## 課題内容
下に載せた、糖尿病患者の平均寿命と死因を扱う文章を、最後の文の後から書き継いでください。

## 文書本文
+===+

2022年最初の小話は 広島大学病院 内分泌・糖尿病内科 米田真康医師からです!
新年、明けましておめでとうございます。
2021年は新型コロナウイルス感染の猛威に襲われ、一部では医療崩壊を招き、たくさんの方が亡くなられた大変悔しい年でした。今もなお、オミクロン株の感染拡大が懸念されており、3回目のワクチン接種、有効な治療薬の一刻も早い開発が待たれ、そして日頃から血糖コントロールを良好に保ち、肥満を是正することが、手洗い・マスク着用の徹底とともに重要です。
さて、2022年最初の小話は、「糖尿病患者の平均寿命と死因」についてです。新年早々、重いテーマですが、年の初めだからこそ皆様にお伝えしておきたいことがあります。「2021年、癌(がん)検診や健康診断をきちんと受けましたか?」
図①は、10年ごとに日本人一般と糖尿病患者の平均寿命を比較したものです。1970年代では、糖尿病患者は一般に比べ、男性で10歳、女性で14歳ほど短命でした。しかし、近年の糖尿病治療薬の進歩、医療機関や自治体などの社会的な取り組みや啓発活動によって、この30年の間に、糖尿病患者の平均寿命は男性で8歳、女性で10歳延びて、一般との差が2~3歳ほど縮んでいます。それでもまだ男性で8歳、女性で11歳の差がありますね。

+===+

(データセットの項目)

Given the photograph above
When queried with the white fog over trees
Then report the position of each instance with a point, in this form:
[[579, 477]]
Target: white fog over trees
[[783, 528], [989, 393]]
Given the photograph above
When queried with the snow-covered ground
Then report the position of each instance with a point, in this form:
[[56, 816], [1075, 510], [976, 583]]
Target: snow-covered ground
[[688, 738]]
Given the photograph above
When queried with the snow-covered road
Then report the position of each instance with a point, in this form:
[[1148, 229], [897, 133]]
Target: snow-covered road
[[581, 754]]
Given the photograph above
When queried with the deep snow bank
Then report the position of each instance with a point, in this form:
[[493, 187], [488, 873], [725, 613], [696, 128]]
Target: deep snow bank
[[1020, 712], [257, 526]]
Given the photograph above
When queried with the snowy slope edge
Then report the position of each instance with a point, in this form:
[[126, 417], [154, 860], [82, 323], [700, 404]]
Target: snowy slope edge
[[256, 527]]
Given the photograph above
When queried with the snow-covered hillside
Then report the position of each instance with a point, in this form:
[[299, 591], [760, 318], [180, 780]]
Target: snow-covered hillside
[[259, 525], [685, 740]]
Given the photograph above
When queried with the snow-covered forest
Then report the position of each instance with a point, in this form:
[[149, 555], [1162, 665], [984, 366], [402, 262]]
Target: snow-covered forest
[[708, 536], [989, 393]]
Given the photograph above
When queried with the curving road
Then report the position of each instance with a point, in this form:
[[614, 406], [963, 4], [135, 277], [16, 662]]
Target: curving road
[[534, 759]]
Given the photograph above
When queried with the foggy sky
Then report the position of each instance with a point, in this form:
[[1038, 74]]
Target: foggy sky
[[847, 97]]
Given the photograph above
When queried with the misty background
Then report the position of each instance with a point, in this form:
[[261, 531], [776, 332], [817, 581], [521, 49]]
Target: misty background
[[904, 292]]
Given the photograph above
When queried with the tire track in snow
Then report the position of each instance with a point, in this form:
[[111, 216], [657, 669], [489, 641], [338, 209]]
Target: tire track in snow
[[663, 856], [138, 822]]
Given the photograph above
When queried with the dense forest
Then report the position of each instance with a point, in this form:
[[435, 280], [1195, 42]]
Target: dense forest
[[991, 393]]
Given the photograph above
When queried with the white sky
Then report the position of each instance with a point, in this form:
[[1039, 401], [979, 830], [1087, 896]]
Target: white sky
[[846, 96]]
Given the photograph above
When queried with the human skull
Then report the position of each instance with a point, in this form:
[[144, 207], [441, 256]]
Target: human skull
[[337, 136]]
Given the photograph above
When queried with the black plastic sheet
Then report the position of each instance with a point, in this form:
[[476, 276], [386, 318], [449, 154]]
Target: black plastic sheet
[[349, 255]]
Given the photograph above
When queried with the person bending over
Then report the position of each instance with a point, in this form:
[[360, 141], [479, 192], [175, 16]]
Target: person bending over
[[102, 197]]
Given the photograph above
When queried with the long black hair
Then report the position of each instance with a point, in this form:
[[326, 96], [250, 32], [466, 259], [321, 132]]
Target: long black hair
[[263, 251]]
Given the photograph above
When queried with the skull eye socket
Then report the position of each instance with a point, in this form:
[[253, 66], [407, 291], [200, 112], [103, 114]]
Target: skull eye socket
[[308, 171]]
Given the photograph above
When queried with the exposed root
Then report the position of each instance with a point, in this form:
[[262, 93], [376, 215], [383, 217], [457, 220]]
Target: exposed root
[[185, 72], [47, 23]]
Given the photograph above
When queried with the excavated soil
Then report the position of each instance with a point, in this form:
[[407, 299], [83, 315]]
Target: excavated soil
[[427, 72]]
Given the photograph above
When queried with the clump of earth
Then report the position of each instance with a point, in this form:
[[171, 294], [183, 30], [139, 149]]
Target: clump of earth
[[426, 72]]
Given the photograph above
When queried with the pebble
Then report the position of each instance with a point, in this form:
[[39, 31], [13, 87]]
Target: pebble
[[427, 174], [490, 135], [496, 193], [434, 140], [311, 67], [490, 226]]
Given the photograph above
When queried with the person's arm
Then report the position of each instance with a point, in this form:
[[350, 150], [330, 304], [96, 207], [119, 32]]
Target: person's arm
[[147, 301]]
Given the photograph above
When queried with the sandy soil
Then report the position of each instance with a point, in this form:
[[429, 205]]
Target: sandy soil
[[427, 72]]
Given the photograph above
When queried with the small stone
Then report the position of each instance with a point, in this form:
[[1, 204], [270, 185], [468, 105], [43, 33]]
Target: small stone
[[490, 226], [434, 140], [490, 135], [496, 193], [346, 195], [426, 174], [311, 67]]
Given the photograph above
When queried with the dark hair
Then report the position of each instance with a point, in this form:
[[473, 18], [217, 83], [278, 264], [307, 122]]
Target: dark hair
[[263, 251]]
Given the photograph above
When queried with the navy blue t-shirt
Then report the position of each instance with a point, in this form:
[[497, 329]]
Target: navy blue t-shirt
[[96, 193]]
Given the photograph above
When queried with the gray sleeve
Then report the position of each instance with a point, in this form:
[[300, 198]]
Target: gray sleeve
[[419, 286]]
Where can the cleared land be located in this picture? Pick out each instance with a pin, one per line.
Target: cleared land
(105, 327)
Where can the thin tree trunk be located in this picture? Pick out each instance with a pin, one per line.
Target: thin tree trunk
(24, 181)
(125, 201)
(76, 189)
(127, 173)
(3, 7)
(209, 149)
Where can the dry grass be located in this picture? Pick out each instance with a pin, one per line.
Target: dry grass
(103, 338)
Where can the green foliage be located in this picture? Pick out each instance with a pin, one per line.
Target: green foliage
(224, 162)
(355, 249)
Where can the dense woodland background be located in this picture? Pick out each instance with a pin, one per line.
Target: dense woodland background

+===+

## 解答
続いて、図②は死因の比較です。以前は、心筋梗塞などの虚血性心疾患、脳梗塞などの脳血管障害といった「血管障害」が糖尿病患者の死因の最多でしたが、これは徐々に割合が減ってきました。その代わりに、悪性新生物、つまり癌の割合が増えてきて、1990年代以降は死因の第一位となりました。図には記載がありませんが、糖尿病患者では大腸癌も多く、そして女性では乳癌や子宮癌にも気を付けなければいけません。癌は今のところまだ血液検査だけでは見つけることが不十分であり、内視鏡や画像検査、細胞診など特別な検査が必要です。市町から送られてくる癌検診の案内を捨てたりせず、きちんと受けることが大切です。
そして、水色の線で囲まれているように、糖尿病では感染症による死因も一般より高くなっています。血糖コントロールが悪いと、免疫力が低下し、感染症に罹るリスクや重症化するリスクが高くなります。現在、日本糖尿病学会では2011~2020年の死因についてのデータを全国の医療機関から集計中ですが、癌や感染症の割合は恐らく高くなっていると思われます。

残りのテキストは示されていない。